Task objective -> Your answer should hold the data exactly as given, minus any picture.

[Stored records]
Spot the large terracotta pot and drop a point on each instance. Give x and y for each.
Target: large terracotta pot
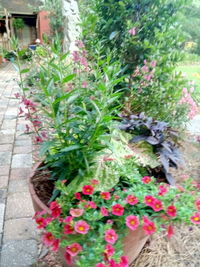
(132, 244)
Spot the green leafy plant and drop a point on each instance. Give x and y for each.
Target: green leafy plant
(77, 219)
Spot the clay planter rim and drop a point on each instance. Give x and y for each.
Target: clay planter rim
(34, 196)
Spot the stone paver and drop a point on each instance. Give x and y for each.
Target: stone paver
(18, 235)
(19, 253)
(19, 205)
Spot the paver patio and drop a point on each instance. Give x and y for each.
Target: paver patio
(18, 235)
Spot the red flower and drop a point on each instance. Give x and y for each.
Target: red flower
(170, 231)
(197, 203)
(105, 195)
(104, 211)
(171, 211)
(149, 200)
(81, 227)
(196, 218)
(123, 261)
(117, 210)
(87, 190)
(146, 179)
(109, 250)
(68, 258)
(55, 245)
(132, 222)
(74, 249)
(68, 229)
(111, 236)
(55, 209)
(77, 196)
(132, 200)
(157, 205)
(162, 190)
(149, 228)
(76, 212)
(48, 239)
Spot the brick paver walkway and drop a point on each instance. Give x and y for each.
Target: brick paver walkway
(18, 235)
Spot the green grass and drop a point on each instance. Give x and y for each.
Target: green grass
(192, 72)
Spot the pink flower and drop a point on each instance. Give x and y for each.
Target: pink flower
(171, 211)
(87, 190)
(81, 227)
(117, 210)
(195, 218)
(55, 245)
(76, 212)
(162, 190)
(48, 239)
(149, 228)
(68, 229)
(123, 262)
(146, 179)
(104, 211)
(149, 200)
(157, 205)
(132, 31)
(68, 258)
(170, 231)
(132, 200)
(132, 222)
(197, 203)
(105, 195)
(55, 209)
(91, 204)
(74, 249)
(109, 250)
(77, 196)
(111, 236)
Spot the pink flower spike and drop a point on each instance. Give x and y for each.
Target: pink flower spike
(87, 190)
(77, 196)
(146, 179)
(132, 222)
(74, 249)
(170, 231)
(195, 218)
(48, 239)
(132, 31)
(149, 228)
(171, 211)
(105, 195)
(111, 236)
(123, 262)
(132, 200)
(76, 212)
(117, 210)
(104, 211)
(109, 250)
(81, 227)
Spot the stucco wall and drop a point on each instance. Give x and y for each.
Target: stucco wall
(71, 20)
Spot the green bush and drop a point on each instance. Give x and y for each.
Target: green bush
(138, 32)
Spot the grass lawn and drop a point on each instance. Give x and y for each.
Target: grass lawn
(192, 73)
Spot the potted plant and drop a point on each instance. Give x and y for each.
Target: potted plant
(97, 188)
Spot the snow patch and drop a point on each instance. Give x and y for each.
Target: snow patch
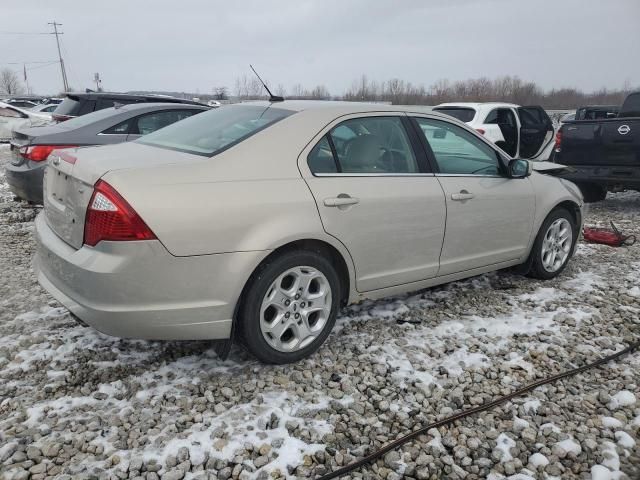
(611, 422)
(504, 443)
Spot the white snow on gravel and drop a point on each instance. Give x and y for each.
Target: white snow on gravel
(504, 443)
(538, 460)
(622, 399)
(611, 422)
(625, 440)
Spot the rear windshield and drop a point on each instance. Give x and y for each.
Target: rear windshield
(69, 106)
(464, 114)
(216, 130)
(87, 119)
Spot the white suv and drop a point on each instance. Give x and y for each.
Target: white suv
(522, 132)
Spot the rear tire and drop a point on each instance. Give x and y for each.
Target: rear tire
(592, 192)
(289, 307)
(554, 245)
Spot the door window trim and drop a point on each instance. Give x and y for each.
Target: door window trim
(424, 165)
(432, 158)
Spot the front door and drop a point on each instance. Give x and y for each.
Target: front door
(489, 216)
(536, 130)
(374, 195)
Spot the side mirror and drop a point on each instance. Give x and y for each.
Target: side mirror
(519, 168)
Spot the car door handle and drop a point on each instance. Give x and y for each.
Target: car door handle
(341, 200)
(463, 195)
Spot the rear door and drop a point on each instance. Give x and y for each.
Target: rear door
(536, 130)
(375, 194)
(489, 216)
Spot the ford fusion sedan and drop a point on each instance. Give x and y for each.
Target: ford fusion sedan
(31, 146)
(258, 221)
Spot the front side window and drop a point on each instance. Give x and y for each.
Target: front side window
(457, 151)
(365, 145)
(464, 114)
(215, 130)
(120, 129)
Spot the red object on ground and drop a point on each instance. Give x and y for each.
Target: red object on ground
(613, 237)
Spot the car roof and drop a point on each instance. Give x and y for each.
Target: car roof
(129, 96)
(127, 107)
(337, 106)
(477, 105)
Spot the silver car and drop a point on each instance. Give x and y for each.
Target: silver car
(258, 221)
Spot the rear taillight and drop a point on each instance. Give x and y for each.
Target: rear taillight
(558, 146)
(39, 153)
(110, 217)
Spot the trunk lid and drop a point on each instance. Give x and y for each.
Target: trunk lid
(71, 174)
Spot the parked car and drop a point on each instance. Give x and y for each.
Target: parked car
(12, 117)
(596, 112)
(32, 146)
(20, 103)
(77, 104)
(262, 219)
(604, 153)
(524, 132)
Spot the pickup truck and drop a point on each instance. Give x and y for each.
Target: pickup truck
(604, 154)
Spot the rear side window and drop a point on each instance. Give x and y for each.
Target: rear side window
(458, 151)
(119, 129)
(216, 130)
(87, 106)
(365, 145)
(69, 106)
(464, 114)
(8, 112)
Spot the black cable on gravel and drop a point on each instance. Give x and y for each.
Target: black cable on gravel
(472, 411)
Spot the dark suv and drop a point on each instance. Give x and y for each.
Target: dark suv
(77, 104)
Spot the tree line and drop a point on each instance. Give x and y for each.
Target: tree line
(510, 89)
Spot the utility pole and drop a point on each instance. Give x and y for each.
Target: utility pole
(64, 73)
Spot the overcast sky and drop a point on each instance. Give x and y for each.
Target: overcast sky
(194, 45)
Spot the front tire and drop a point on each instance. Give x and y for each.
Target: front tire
(554, 245)
(290, 307)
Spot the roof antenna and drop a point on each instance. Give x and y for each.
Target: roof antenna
(272, 97)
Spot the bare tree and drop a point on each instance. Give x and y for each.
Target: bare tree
(220, 93)
(10, 83)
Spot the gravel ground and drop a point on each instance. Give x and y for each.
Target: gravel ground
(79, 404)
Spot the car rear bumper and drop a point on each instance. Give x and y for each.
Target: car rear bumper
(139, 290)
(25, 180)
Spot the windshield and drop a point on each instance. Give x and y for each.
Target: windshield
(78, 122)
(215, 130)
(463, 114)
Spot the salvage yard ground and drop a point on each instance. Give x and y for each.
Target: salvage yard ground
(78, 404)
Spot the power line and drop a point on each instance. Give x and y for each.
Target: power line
(26, 33)
(64, 73)
(27, 63)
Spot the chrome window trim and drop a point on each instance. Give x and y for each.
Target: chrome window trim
(470, 175)
(342, 174)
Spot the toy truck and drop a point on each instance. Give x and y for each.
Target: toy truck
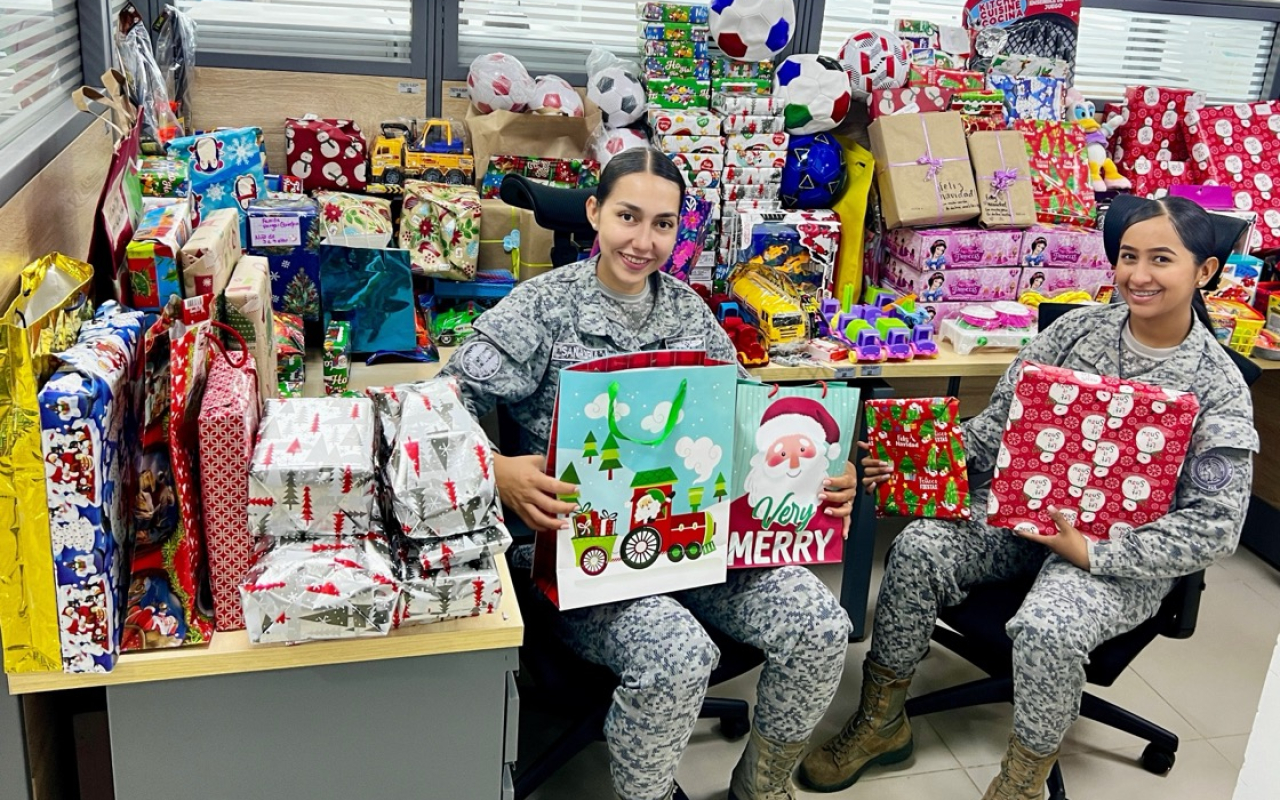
(434, 151)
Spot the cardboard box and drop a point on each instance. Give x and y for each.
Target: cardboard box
(1004, 179)
(923, 170)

Answer to the exercise ->
Spot the large terracotta pot and drop a point on each instance. Give x and y for each.
Target: large terracotta pot
(132, 244)
Spot the green leafy plant and drop a point on each instance. Give x and y for each.
Target: green leafy plant
(77, 219)
Spot the clay planter rim and drop a point on each instance. Give x and y for each.
Target: clay planter rim
(34, 196)
Spot the stone paver and drop a point on each instance. Give x and y for each.
Target: stone paver
(18, 235)
(19, 253)
(19, 205)
Spot the paver patio and drop a point on each instance. Give x and y for each.
Target: paver patio
(18, 235)
Spot the red flower and drop a point on each instance. Give x and y for each.
Target: red flower
(170, 231)
(197, 203)
(105, 195)
(104, 211)
(171, 211)
(149, 200)
(81, 227)
(196, 218)
(123, 261)
(117, 210)
(87, 190)
(146, 179)
(109, 250)
(68, 258)
(55, 245)
(132, 222)
(74, 249)
(68, 229)
(111, 236)
(55, 209)
(77, 196)
(132, 200)
(157, 205)
(162, 190)
(149, 228)
(76, 212)
(48, 239)
Spot the brick paver walkway and drop a point on each instance. Give x and y for each.
Target: brick paver walkway
(18, 235)
Spot the green grass and drop a point on each instance. Give x and y for each.
Target: green grass
(192, 72)
Spot the pink flower and drop a point on each instance. Give x and y for each.
Target: pink flower
(171, 211)
(87, 190)
(81, 227)
(117, 210)
(195, 218)
(55, 245)
(76, 212)
(162, 190)
(48, 239)
(149, 228)
(68, 229)
(123, 262)
(146, 179)
(104, 211)
(149, 200)
(157, 205)
(132, 31)
(68, 258)
(170, 231)
(132, 200)
(132, 222)
(197, 203)
(105, 195)
(55, 209)
(91, 204)
(74, 249)
(109, 250)
(77, 196)
(111, 236)
Spot the pink flower spike and drop a point on each instance. Give x and y for each.
Target: pink flower spike
(87, 190)
(77, 196)
(146, 179)
(132, 222)
(74, 249)
(170, 231)
(195, 218)
(48, 239)
(132, 31)
(149, 228)
(171, 211)
(105, 195)
(111, 236)
(123, 262)
(132, 200)
(76, 212)
(117, 210)
(104, 211)
(109, 250)
(81, 227)
Spot the stucco wall and drop a point on each instance. Give x and y for each.
Target: stucco wall
(71, 20)
Spot the green bush and drop a point on each instance. Give x and y for each.
Target: green bush
(138, 32)
Spot the grass lawn and drop a point on each instance. Give x and y for each.
Target: grass lawn
(192, 73)
Spot the potted plant and drop a point on each instance. Give x and y for each.
Target: potted plant
(97, 188)
Spot the snow patch and drop a point on each instance. Give x and y for each.
Target: snow patch
(611, 422)
(504, 443)
Spot the white snow on gravel and drop a point on each instance. Give x and y for each.
Target: white snow on gravel
(504, 443)
(538, 460)
(622, 399)
(611, 422)
(625, 440)
Spot the rear windshield and drop a point on each instance. Give x and y for each.
Target: rear windshield
(69, 106)
(464, 114)
(216, 130)
(87, 119)
Spot the white suv and drop a point on each instance. Give x and y for each.
Target: white suv
(522, 132)
Spot the rear tire and drop a point on each instance. Give x and y for each.
Target: rear tire
(592, 192)
(289, 307)
(554, 245)
Spot the door window trim and drop a point on each instance. Give x and y for each.
Target: door window trim
(424, 165)
(432, 158)
Spot the front door and drop a point on each instance. Give x and y for each.
Target: front door
(489, 216)
(536, 130)
(374, 195)
Spot the side mirror and drop a point on each instance. Give x and y for each.
Target: side mirror
(519, 168)
Spot the car door handle and drop a point on each instance. Give x and y for each.
Target: car door handle
(341, 200)
(463, 195)
Spot the rear door and drop a point on each instance. Give x and y for each.
Target: rear door
(536, 130)
(375, 194)
(489, 216)
Spot the ford fusion sedan and drop a point on each instance. Give x and y for each.
Target: ford fusion sedan
(31, 146)
(258, 221)
Spot the front side window and drop a point on each instance. Give x and y for each.
Target: front side window
(457, 151)
(365, 145)
(464, 114)
(215, 130)
(120, 129)
Spot the red object on ground and drop a point on each instance. Give x and y for each.
Target: red object on ground
(613, 237)
Spot the car roof and drop a point on each instance. Give x and y for each.
Target: car roof
(129, 96)
(127, 107)
(337, 106)
(477, 105)
Spot the silver car and drop a point on each instance. Give x and y for each.
Target: silver car
(258, 221)
Spot the rear taillight and drop a point on each instance. Give x and y for each.
Target: rear taillight
(558, 146)
(39, 153)
(110, 217)
Spot the trunk lid and drop a point on each instance. Give x and y for each.
Target: trunk lid
(71, 174)
Spot the parked car and drop a point on each instance. Give x and y for each.
Target: parked car
(12, 117)
(596, 112)
(32, 146)
(20, 103)
(77, 104)
(262, 219)
(604, 153)
(524, 132)
Spot the pickup truck and drop a point on each instance. Give x and y for each.
Target: pickup truck
(604, 154)
Spot the rear side window and drop a point on each instance. Give x and y for each.
Target: rear side window
(458, 151)
(119, 129)
(216, 130)
(87, 106)
(365, 145)
(69, 106)
(464, 114)
(8, 112)
Spot the black cable on gravel and drop a point on each instance. Give x and y for each.
Target: black cable on gravel
(472, 411)
Spot the dark suv and drop a point on each instance. Give x and y for each.
Target: dark suv
(77, 104)
Spot the tree line and drop a point on each instance. Give x and y for each.
Target: tree line
(510, 89)
Spot the utility pole and drop a point on each instance. Give x and y for each.
Target: utility pole
(64, 73)
Spot the overcast sky and drop a point on each instance. Give x and y for each.
Target: overcast sky
(194, 45)
Spot the front tire and drop a point on each instance. Give x and y for each.
Target: front tire
(554, 245)
(290, 307)
Spot the roof antenna and drop a point on each instance. Give x and y for each.
Target: roof antenna
(272, 97)
Spot the bare tree and drop a point on each instance. Give x and y for each.
Target: bare tree
(220, 93)
(10, 83)
Spot the gravel ground and drop a point on each instance. Give x and y for each.
Target: gravel ground
(79, 404)
Spot the car rear bumper and drop a point on each instance. Give x and y for each.
Target: car rear bumper
(139, 290)
(25, 180)
Spot the windshield and drop a point on each instance. Give x and y for each.
Target: windshield
(78, 122)
(215, 130)
(463, 114)
Spot the salvage yard ground and drop a point on each instance. Give x and y for each.
Target: salvage yard ground
(78, 404)
Spot the power line and drop a point on each instance. Give x and y for each.
Target: power line
(26, 33)
(64, 73)
(27, 63)
Spot the chrome window trim and drop a point on each instance. Give x and y for each.
Target: chrome window trim
(470, 175)
(342, 174)
Spot the toy truck and drop a point on each instance. Give x and y for each.
Target: toy truck
(434, 151)
Spot the cardboard box and drop a point on each instance. Give x and y for each.
Target: cardboard box
(1004, 179)
(923, 170)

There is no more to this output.